[Dataset entries]
□ □ □ □

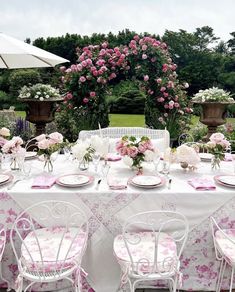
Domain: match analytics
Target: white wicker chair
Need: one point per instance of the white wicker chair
(150, 247)
(2, 247)
(118, 132)
(224, 243)
(54, 251)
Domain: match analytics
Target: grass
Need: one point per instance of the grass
(121, 120)
(125, 120)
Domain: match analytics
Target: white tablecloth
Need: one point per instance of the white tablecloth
(107, 210)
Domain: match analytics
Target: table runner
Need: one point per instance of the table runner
(107, 210)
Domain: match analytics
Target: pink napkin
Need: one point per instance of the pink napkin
(43, 182)
(202, 184)
(113, 157)
(228, 157)
(117, 184)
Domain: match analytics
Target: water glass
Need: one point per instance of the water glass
(233, 160)
(27, 167)
(165, 167)
(96, 160)
(105, 170)
(156, 161)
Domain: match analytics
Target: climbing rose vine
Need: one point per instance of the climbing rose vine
(144, 59)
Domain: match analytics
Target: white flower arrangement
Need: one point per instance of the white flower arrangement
(39, 92)
(213, 94)
(187, 155)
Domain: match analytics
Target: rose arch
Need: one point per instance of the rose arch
(145, 59)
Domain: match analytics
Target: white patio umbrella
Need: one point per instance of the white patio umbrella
(18, 54)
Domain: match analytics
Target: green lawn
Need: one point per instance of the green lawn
(122, 120)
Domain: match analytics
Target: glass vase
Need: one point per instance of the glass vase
(83, 164)
(14, 163)
(215, 162)
(48, 165)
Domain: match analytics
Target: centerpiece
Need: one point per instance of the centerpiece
(187, 156)
(217, 146)
(135, 151)
(13, 147)
(47, 146)
(214, 102)
(84, 151)
(41, 100)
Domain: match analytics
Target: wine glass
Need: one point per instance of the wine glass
(27, 167)
(96, 160)
(156, 161)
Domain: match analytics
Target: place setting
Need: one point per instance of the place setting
(74, 180)
(5, 179)
(225, 180)
(147, 181)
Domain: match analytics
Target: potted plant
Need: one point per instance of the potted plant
(41, 100)
(214, 102)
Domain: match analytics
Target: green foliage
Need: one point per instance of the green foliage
(6, 100)
(18, 79)
(126, 97)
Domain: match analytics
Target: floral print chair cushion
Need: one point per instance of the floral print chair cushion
(225, 246)
(143, 252)
(49, 240)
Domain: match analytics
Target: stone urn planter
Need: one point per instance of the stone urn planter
(213, 115)
(41, 112)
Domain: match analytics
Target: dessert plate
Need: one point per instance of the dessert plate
(147, 181)
(74, 180)
(226, 180)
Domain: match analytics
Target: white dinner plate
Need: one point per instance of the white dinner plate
(150, 183)
(4, 178)
(74, 180)
(205, 156)
(30, 154)
(226, 179)
(146, 180)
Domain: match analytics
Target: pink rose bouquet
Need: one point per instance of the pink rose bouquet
(217, 146)
(135, 151)
(48, 144)
(12, 146)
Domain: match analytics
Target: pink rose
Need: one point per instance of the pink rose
(92, 94)
(216, 137)
(57, 137)
(40, 137)
(159, 80)
(82, 79)
(144, 47)
(44, 144)
(2, 141)
(146, 77)
(132, 151)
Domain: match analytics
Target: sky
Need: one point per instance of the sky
(43, 18)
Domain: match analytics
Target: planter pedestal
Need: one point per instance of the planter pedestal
(40, 113)
(213, 115)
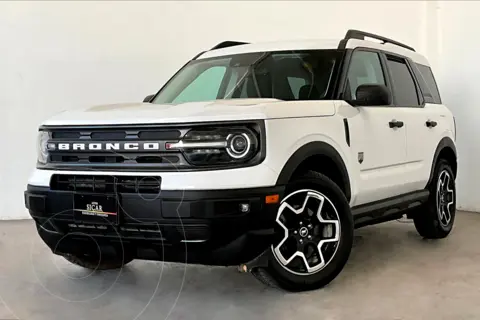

□ □ □ □

• _WHAT YOU WILL DO_
Retype only the lines that run from the first line of the entries above to the line containing "Target: white patio umbrella", both included. Do not carry over any pictures.

• _WRITTEN ANSWER_
Domain: match analytics
Target: white wicker chair
Need: one point per instance of the white wicker chair
(150, 247)
(2, 247)
(118, 132)
(224, 243)
(54, 251)
Domain: match analytics
Target: grass
Need: one point per instance of the grass
(121, 120)
(125, 120)
Domain: match analytics
Target: white tablecloth
Need: one point per instance of the white tablecloth
(107, 210)
Domain: match analytics
Target: table runner
Need: one point per instance of the table runner
(107, 210)
Domain: match analytics
Target: pink napkin
Need: one point per instance of the pink napkin
(43, 182)
(202, 184)
(113, 157)
(228, 157)
(117, 184)
Domain: match analytics
Target: water glass
Need: one point per instance of the water glass
(233, 160)
(27, 167)
(165, 167)
(96, 160)
(105, 170)
(156, 161)
Domain: match analytics
Target: climbing rose vine
Need: one point per instance of the climbing rose vine
(144, 59)
Domain: match analytics
Target: white flower arrangement
Need: one point per instance of the white flower arrangement
(39, 92)
(213, 94)
(187, 155)
Domain: match analytics
Target: rose arch
Need: one point per instance of the rose arch
(145, 59)
Domain: match analytics
Target: white patio umbrella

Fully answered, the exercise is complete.